**REQUIREMENTS:** Reproduce the stretch of material below, from the line containing "Segment the **wooden" through the end of the material, with the instructions included and every coordinate in the answer geometries shifted by adding 118.

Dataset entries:
☆ ☆ ☆ ☆ ☆ ☆ ☆
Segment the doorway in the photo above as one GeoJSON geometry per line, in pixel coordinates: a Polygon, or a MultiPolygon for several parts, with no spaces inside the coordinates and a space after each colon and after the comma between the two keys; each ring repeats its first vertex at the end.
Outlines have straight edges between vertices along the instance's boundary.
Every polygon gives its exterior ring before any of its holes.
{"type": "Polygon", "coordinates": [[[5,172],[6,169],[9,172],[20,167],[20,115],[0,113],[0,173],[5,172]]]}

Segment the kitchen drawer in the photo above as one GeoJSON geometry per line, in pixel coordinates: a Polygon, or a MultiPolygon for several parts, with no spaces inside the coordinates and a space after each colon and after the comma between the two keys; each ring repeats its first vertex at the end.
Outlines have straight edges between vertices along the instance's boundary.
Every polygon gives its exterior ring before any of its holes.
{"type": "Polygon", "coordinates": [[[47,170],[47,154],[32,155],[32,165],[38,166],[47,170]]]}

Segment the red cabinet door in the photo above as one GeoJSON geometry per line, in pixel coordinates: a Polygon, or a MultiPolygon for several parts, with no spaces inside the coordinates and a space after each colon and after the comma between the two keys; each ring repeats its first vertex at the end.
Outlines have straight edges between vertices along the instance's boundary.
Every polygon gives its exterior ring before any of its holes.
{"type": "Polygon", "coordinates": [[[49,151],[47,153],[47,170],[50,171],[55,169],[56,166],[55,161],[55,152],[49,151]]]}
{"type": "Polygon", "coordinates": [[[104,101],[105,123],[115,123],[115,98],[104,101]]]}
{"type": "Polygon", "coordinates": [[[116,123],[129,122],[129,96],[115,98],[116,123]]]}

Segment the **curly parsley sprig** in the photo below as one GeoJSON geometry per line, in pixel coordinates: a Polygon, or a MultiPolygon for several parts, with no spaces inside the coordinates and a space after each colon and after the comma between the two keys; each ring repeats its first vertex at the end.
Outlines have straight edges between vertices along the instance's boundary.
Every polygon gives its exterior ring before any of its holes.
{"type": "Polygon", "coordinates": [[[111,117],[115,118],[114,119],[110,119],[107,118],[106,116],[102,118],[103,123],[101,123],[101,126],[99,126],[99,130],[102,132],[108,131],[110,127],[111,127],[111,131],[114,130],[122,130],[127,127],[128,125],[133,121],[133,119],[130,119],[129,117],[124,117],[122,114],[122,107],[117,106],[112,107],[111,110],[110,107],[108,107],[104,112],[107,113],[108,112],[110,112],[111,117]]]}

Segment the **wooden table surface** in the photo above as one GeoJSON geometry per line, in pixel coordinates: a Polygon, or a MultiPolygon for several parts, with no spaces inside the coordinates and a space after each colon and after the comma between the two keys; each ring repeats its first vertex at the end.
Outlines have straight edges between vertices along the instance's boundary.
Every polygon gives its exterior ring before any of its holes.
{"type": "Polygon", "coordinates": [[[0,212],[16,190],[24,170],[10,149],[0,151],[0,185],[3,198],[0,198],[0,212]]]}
☆ ☆ ☆ ☆ ☆ ☆ ☆
**SOLVED EXERCISE:**
Segment the **wooden table surface** in the photo above as one GeoJSON geometry per line, in pixel coordinates: a Polygon, or a MultiPolygon for several parts, with no spaces inside the coordinates and a space after each colon and after the comma between the two keys; each ring repeats its first vertex at the end.
Outlines have straight edges between vertices along the instance's boundary.
Every polygon gives its exterior ring before any of its holes.
{"type": "Polygon", "coordinates": [[[118,330],[134,308],[142,288],[128,267],[118,269],[118,303],[121,316],[118,316],[118,330]]]}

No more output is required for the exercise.